**Document text**
^^^^^^^^^^^^^^^^

Any Immigration Reform Passed By Congress Will Make Things Worse

If there's one thing that everyone can agree on in this country, it's that our immigration laws are a mess.  Even I agree!  But does that mean the immigration laws should be changed?  Remember, there's only one way to change the laws, and that's to get a new law through the Congress, and (absent two-thirds majorities) signed by the President.  What is the chance that any new immigration law that could get through the Congress and be signed by the President would be an improvement on the current situation?  Certainly if we are talking about some kind of "comprehensive" reform, the chance of it being an improvement over the current situation is zero.  Far better to stick with what we have.

​As much as the current situation is a mess, it has beneficial aspects that are rarely perceived.  Most notably, because most immigrants into the U.S are illegal, they are substantially deterred from obtaining welfare benefits and other state handouts.  To the extent these immigrants become legalized,  the vast legions of handout promoters would immediately be sicced upon them, and many immigrants would find themselves heeding the sirens' song.   The result of that in places that have tried it, namely much of Europe, is a huge alienated underclass seething with resentment and ready to explode in riots and/or terror attacks.  For example, consider Sweden, currently engulfed in about a week of riots with no end in sight.  The rioters are predominantly muslim immigrants, who make up about 6% of the population, while receiving some 70 - 80% of welfare payments.  Or consider the extensive rioting in the poor suburbs around Paris in 2005, again largely by unemployed immigrants subsisting on various forms of state handouts.  France just had another round of such riots in Amiens in 2012.  Relevant to this issue is the now eighteen-part series by Mickey Kaus of the Daily Caller titled "Does Welfare Cause Terrorism?"  Recent subjects of the series have included the Tsarnaev brothers of Boston marathon fame - yes, they had been on welfare.  In the latest installment, Kaus asks whether English terrorist Michael Adebolajo, famous for recently beheading an army man on the street in Woolwich, had been receiving welfare.  The answer is not yet in.  I know where I place my bet.​  Kaus has this to say about the underlying dynamic:

[R]elatively generous welfare benefits enable those in the ethnic ghetto to stay there, stay unemployed, and seethe. Without government subsidies, they would have to overcome the prejudice against them and integrate into the mainstream working culture. Work, in this sense, is anti-terrorist medicine. (And if you work all day, there's less time to dream up ways and reasons to kill infidels.)

^^^^^^^^^^^^^^^^

**Excerpted data**
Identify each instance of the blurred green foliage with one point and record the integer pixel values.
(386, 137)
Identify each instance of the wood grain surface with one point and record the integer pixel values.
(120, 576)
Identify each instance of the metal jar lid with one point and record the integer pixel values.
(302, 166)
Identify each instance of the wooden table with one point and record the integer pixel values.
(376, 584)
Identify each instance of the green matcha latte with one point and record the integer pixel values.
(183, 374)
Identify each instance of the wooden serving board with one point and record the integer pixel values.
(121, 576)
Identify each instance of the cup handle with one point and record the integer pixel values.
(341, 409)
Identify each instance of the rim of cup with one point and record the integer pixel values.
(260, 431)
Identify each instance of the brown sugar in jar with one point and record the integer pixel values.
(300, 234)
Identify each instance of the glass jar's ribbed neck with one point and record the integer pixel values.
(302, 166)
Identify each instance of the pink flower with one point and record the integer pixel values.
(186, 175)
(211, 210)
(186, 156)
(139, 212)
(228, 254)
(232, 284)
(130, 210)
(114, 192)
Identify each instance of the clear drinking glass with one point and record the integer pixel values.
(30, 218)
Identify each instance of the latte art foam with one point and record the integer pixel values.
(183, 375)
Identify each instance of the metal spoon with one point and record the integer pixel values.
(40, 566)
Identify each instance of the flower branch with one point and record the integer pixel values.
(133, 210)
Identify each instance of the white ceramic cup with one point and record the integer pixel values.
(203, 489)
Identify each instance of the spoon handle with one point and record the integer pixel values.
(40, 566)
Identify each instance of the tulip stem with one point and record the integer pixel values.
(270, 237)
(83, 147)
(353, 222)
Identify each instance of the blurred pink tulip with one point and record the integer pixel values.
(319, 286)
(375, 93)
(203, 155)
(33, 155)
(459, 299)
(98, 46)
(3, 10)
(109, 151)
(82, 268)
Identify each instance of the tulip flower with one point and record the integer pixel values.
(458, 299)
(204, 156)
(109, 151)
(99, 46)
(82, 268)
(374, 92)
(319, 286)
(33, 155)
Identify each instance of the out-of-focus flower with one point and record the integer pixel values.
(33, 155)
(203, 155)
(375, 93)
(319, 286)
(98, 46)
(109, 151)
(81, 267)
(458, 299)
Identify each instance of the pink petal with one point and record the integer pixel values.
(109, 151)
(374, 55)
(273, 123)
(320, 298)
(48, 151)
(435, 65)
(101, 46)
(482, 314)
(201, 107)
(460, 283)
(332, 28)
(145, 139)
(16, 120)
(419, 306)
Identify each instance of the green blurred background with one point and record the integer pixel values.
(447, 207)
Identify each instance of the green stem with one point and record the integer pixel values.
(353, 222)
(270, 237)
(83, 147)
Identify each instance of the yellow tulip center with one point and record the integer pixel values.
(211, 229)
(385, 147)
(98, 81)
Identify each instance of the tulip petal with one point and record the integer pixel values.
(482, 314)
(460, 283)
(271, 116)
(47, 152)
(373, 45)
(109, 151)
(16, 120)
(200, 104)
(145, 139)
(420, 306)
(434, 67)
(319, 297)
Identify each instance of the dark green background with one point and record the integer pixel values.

^^^^^^^^^^^^^^^^

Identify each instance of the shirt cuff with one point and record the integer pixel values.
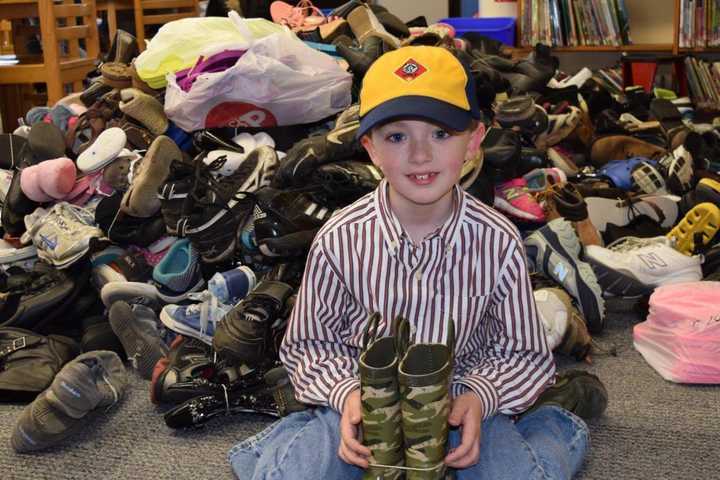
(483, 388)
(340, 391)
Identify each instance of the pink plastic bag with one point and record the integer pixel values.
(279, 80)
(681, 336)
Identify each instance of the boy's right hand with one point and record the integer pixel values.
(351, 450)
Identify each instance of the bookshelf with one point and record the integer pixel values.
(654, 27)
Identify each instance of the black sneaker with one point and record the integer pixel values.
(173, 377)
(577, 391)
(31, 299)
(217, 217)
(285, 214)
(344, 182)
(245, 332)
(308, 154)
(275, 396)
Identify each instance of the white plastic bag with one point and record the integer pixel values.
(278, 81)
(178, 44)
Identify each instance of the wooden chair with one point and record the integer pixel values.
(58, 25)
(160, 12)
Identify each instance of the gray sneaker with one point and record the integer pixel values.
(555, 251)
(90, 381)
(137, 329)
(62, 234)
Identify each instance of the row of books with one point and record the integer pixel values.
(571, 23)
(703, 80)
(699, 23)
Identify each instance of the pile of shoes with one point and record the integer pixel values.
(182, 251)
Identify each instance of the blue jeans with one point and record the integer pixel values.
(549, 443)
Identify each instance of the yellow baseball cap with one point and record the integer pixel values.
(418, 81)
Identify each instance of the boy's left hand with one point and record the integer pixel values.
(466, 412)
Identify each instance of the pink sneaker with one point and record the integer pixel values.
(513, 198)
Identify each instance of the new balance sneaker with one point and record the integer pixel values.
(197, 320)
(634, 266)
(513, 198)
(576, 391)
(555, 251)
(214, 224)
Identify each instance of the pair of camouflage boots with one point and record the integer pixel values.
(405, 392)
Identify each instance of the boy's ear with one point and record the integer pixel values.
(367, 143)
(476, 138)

^^^^^^^^^^^^^^^^

**What to produce**
Please quote the immigration reform text word for word, starting with "Any Immigration Reform" and going on through "what we have.".

**Response to this exercise**
Any Immigration Reform Passed By Congress Will Make Things Worse

If there's one thing that everyone can agree on in this country, it's that our immigration laws are a mess.  Even I agree!  But does that mean the immigration laws should be changed?  Remember, there's only one way to change the laws, and that's to get a new law through the Congress, and (absent two-thirds majorities) signed by the President.  What is the chance that any new immigration law that could get through the Congress and be signed by the President would be an improvement on the current situation?  Certainly if we are talking about some kind of "comprehensive" reform, the chance of it being an improvement over the current situation is zero.  Far better to stick with what we have.